TASK TO COMPLETE —
Which lines in the rows below contain the word "white"? Return each such line in full, treating uppercase and lowercase as different.
——————
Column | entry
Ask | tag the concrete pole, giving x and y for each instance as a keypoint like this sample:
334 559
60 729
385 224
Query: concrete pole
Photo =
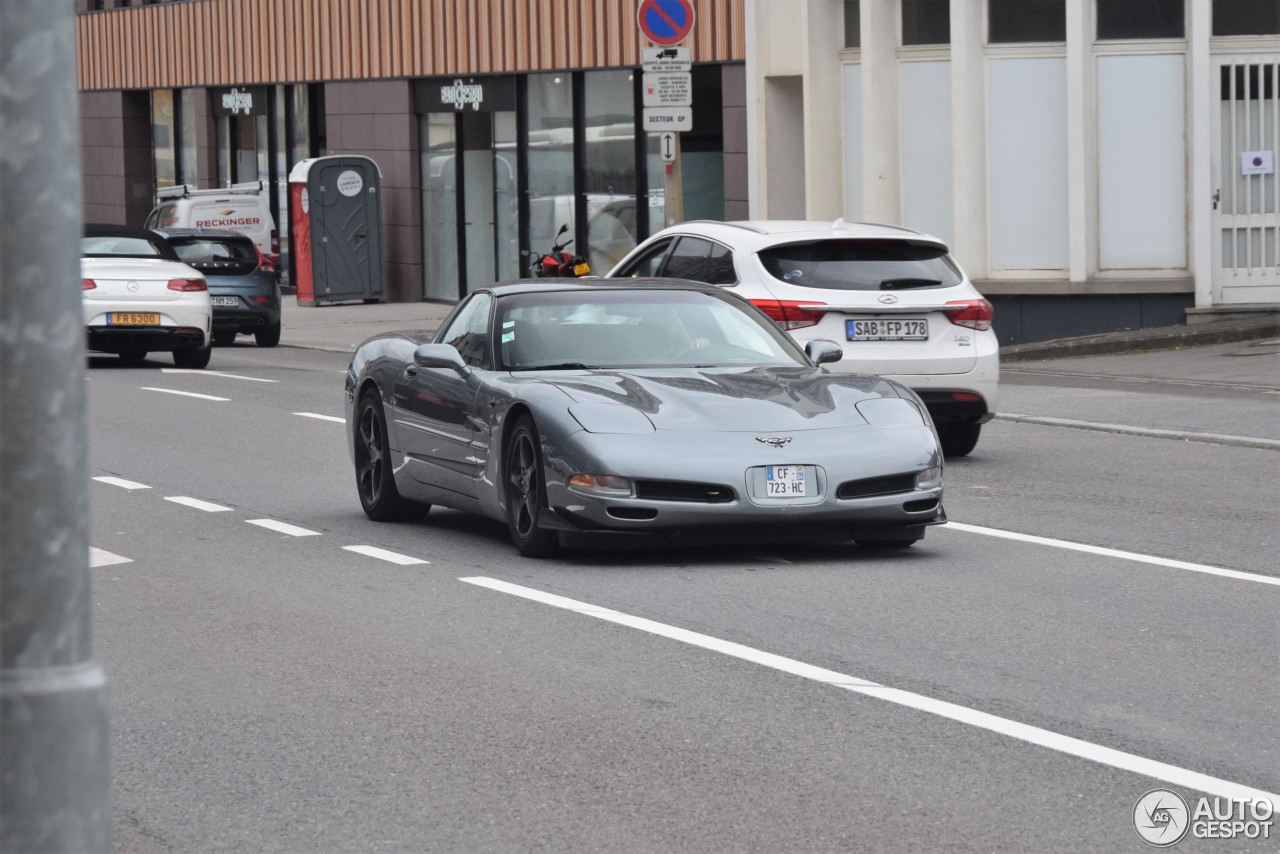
54 773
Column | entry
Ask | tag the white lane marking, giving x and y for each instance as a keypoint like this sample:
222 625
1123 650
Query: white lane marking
209 373
122 483
97 557
197 503
383 555
173 391
284 528
1112 552
1150 433
961 715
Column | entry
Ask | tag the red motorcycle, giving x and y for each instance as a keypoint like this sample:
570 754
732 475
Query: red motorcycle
560 264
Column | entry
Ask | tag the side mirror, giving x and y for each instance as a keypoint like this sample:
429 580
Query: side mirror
440 356
823 351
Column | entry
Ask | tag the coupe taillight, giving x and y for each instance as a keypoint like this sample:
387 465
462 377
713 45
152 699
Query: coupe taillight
263 261
791 314
187 284
974 314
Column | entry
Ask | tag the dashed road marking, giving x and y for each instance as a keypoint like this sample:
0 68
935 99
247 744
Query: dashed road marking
283 528
209 373
1114 552
383 555
122 483
99 557
199 505
1036 735
173 391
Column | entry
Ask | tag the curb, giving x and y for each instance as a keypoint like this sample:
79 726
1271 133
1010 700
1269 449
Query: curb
1143 339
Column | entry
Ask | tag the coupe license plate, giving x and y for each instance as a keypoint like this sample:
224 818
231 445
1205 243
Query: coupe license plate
895 329
785 482
133 319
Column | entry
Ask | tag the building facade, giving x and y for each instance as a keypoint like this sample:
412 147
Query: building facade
1093 164
493 122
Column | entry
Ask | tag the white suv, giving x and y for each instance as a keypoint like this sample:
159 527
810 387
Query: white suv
894 297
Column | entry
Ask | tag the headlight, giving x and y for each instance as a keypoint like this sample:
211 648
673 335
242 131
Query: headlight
929 478
607 485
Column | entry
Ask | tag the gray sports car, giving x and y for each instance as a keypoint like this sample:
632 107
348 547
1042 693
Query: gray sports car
579 412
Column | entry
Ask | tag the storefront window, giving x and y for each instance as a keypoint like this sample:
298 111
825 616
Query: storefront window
163 138
549 141
609 167
439 206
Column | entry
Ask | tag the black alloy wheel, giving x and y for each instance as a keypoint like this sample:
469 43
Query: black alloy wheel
374 478
525 493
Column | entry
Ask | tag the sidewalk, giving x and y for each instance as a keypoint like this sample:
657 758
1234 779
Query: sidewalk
1244 352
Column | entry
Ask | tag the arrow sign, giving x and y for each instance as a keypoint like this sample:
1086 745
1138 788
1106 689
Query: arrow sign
668 146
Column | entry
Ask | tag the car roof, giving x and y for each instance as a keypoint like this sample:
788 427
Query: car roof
549 286
754 233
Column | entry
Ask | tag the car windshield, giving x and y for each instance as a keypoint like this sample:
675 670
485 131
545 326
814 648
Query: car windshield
120 245
862 265
584 329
——————
RESULT OF THE TASK —
Ask | tag the white lane marking, giving x and y for each instance as a keypoint like this sample:
Query: white lane marking
Ask | tag the white suv, giving x and y for each instance as a keypoint like this sample:
Query: white suv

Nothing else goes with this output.